Work to be completed: Copy out the items below, putting "bullhorn" wherever "megaphone" occurs and leaving every other word as it is.

Data extract:
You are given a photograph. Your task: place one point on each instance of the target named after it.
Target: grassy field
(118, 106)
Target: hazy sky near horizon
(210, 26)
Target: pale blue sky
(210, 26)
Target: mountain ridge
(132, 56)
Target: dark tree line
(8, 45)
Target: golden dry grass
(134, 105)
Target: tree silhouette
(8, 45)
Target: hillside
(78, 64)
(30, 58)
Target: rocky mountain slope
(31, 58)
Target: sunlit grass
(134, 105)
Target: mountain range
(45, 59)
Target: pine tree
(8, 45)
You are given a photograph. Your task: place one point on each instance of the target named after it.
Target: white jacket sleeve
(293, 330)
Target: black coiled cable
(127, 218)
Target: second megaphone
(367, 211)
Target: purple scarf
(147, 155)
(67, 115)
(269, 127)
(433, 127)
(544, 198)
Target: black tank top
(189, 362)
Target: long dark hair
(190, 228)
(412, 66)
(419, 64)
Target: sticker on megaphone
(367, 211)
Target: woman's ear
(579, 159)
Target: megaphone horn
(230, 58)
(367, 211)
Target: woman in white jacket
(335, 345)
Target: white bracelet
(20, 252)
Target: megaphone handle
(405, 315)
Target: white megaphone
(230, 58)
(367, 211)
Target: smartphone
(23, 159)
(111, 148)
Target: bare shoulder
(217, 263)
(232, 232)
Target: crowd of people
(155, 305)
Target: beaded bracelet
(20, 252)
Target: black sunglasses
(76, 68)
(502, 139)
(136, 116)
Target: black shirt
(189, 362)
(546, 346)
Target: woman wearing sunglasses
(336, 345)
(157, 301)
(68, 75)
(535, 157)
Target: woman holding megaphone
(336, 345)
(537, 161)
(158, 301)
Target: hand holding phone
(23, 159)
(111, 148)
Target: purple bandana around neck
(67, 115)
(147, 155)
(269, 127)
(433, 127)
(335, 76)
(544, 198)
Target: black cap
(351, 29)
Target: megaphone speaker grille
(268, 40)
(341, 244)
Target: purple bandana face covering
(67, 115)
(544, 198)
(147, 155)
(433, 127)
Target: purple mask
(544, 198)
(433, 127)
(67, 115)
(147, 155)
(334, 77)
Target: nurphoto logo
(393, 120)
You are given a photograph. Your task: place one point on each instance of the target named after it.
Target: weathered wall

Result:
You are given a photograph. Your task: place one point on each instance of the target named after it.
Target: grassy field
(118, 106)
Target: hazy sky near horizon
(210, 26)
Target: pale blue sky
(210, 26)
Target: mountain ridge
(132, 56)
Target: dark tree line
(8, 45)
Target: golden dry grass
(134, 105)
Target: tree silhouette
(8, 45)
Target: hillside
(78, 64)
(30, 58)
Target: rocky mountain slope
(31, 58)
Target: sunlit grass
(134, 105)
Target: mountain range
(45, 59)
Target: pine tree
(8, 45)
You are given a photograph. Your task: place one point on each instance of the target named after it.
Target: white jacket sleeve
(293, 330)
Target: black coiled cable
(127, 218)
Target: second bullhorn
(367, 211)
Target: purple scarf
(147, 155)
(67, 115)
(269, 127)
(433, 127)
(544, 198)
Target: black tank top
(189, 362)
Target: long dark hair
(190, 228)
(412, 66)
(419, 64)
Target: sticker on bullhorn
(367, 211)
Target: woman's ear
(579, 159)
Target: bullhorn horn
(230, 58)
(367, 211)
Target: woman in white jacket
(335, 345)
Target: white bracelet
(20, 252)
Target: bullhorn handle
(405, 315)
Target: white bullhorn
(230, 58)
(367, 211)
Target: smartphone
(23, 159)
(111, 148)
Target: bare shoulder
(217, 263)
(232, 232)
Target: crowd of people
(155, 305)
Target: beaded bracelet
(20, 252)
Target: black sunglasses
(76, 68)
(502, 139)
(136, 116)
Target: black shirt
(189, 362)
(546, 346)
Target: woman wearing sunglasses
(336, 345)
(157, 301)
(68, 75)
(535, 157)
Target: woman holding bullhorn
(336, 345)
(537, 161)
(158, 301)
Target: hand holding phone
(23, 159)
(111, 148)
Target: purple bandana around neck
(67, 115)
(147, 155)
(269, 127)
(433, 127)
(335, 76)
(544, 198)
Target: black cap
(351, 29)
Target: bullhorn speaker grille
(268, 40)
(341, 244)
Target: purple bandana face covering
(67, 115)
(544, 198)
(147, 155)
(433, 127)
Target: purple mask
(544, 198)
(433, 127)
(67, 115)
(147, 155)
(334, 77)
Target: nurphoto logo
(393, 120)
You are given a photograph. Your task: place one point on each instance of the target named after it.
Target: weathered wall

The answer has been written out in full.